- THE PROBLEM:
Could you print all the entries exactly?

[begin SOURCE DATA]

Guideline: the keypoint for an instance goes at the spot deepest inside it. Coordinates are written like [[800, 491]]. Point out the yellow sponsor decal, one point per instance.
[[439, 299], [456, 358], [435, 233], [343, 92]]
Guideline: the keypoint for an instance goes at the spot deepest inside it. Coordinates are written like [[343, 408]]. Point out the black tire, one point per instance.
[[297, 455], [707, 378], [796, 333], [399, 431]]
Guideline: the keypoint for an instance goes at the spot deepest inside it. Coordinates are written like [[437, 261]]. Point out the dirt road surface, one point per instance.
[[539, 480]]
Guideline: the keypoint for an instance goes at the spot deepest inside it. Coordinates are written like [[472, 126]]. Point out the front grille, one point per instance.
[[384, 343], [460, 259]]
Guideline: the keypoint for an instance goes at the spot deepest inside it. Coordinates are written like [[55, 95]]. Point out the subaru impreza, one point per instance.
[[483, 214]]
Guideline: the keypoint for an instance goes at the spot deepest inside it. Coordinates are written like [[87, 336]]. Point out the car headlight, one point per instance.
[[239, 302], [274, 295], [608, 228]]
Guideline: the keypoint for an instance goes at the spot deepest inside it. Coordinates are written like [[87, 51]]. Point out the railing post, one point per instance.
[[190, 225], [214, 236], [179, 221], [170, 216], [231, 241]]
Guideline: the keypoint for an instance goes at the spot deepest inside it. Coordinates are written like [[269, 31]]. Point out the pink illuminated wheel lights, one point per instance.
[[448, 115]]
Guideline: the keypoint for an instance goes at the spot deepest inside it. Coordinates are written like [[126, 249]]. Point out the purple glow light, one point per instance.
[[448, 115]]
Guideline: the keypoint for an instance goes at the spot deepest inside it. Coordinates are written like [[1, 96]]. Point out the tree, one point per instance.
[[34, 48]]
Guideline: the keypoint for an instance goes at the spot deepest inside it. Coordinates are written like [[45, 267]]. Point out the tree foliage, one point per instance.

[end SOURCE DATA]

- FINISHED ANSWER:
Guideline: the keypoint for an instance goes at the spot deepest inside it. Coordinates are written like [[800, 491]]. Point out the yellow sponsor decal, one point per instance.
[[439, 299], [456, 358], [435, 233], [343, 92]]
Guideline: the keypoint for an instance goes at the spot deepest inside it. Coordinates are written like [[343, 408]]. Point out the black tire, one point per instance.
[[297, 455], [707, 378], [796, 333], [399, 431]]
Guideline: the keypoint for an instance goes at the spot deepest inside it. Coordinates are written like [[437, 261]]. Point out the dirt road surface, one point per instance.
[[539, 480]]
Guideline: the keypoint for an instance goes at the spot deepest inside it. Coordinates are written like [[472, 126]]. Point out the front grille, one point per instance.
[[384, 343], [460, 259]]
Guideline: the keypoint for an instance goes at the spot deepest inside it. Coordinates are written like [[55, 95]]. Point out the subaru impreza, one point per instance.
[[483, 214]]
Guideline: the keypoint for an instance goes at the spot deepest inside it. Coordinates are written like [[87, 336]]. Point out the car headlight, one point per instance.
[[239, 302], [274, 295], [608, 228]]
Guideline: the keypoint for an instance goes at the spot deepest inside it. Coordinates are written like [[87, 51]]. Point out the railing post, one point per instance.
[[190, 225], [214, 236], [179, 221], [170, 216], [231, 241]]
Guideline: the keypoint for an instance goes at the spot deepest inside it. Coordinates are written like [[269, 31]]. Point out the pink illuminated wheel lights, one point per instance.
[[448, 115]]
Guideline: the keypoint for an instance goes at the spot deepest inside it. Coordinates are written like [[126, 249]]. Point out the purple glow light, one point per instance.
[[448, 115]]
Guideline: the keypoint for an instance goes at the spot deepest inside it. Coordinates are written like [[1, 96]]. Point out the tree, one point per instance.
[[34, 48]]
Guideline: the keypoint for an instance goes at the spot deepest inside it. Coordinates are written like [[45, 267]]. Point out the tree foliage, one point per instance.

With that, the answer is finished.